- [Excerpt to read]:
====

[LLVMdev] RFC: Loop versioning for LICM
Nema, Ashutosh
Ashutosh.Nema at amd.com
Tue Mar 3 21:28:23 PST 2015
Thanks Philip for looking into LoopVersioning.
> It's not clear to me whether you're proposing a new pass, or extending LICM
It's a new pass, and we are not changing existing LICM functionality.
LoopVersioning is a memory check based multi versioning optimization. It will creates version
of the loop with aggressive alias and the other with conservative (default) alias. Aggressive
alias version of loop will have all the memory access marked as no-alias. Because of aggressive
aliasing, alias analysis will be sure about memory accesses and it will mark no-alias for all memory
accesses in alias sets. This will help some of the optimization to proceed further. One case is LICM
PromoteAliasSets (recently refactored as promoteLoopAccessesToScalars).
Post multi versioning in same pass we are planning to call "promoteLoopAccessesToScalars"
on aggressive alias versioned loop.
> In particular, I'm concerned about the code size increase that can result from
> recursive application of loop versioning.
> I think this is an interesting idea, but the profitability heuristics will need to be
> incredibly carefully tuned.
We are also concerned about profitability heuristics, and we are trying to minimize the
negative impact of this pass. Code size increase is a concern, but we are planning to touch
the cases where gain by this optimization will be good enough to justify. For now we made
this pass optional.
Profitability analysis contains basic loop structure analysis, loop instructions analysis and
loop memory access analysis. We are also trying to ensure the new versioned loop will get
benefit by LICM. Apart from this there are few thresholds:
1) Maximum loop nest threshold allowed is 2(Planning to make this configurable).
2) Maximum number of pointers threshold in memcheck allowed is 5(Planning to make this configurable).

====

- [Tasks to complete]:
1. Answer these questions from the loop versioning post:
(a) Is the proposal a new pass or an extension of LICM?
(b) What was PromoteAliasSets recently refactored as?
(c) What is the maximum number of pointers allowed in the memcheck?
2. Reproduce word for word the part of the loop versioning post from "Post multi versioning" up to and including "of loop versioning.".

- [Raw data]:
====

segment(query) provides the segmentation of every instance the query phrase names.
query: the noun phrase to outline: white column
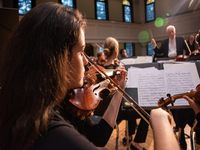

====

- [Results of the tasks]:
1.
(a) It is a new pass, and existing LICM functionality is not changed.
(b) promoteLoopAccessesToScalars
(c) 5

2.
Post multi versioning in same pass we are planning to call "promoteLoopAccessesToScalars"
on aggressive alias versioned loop.
> In particular, I'm concerned about the code size increase that can result from
> recursive application of loop versioning.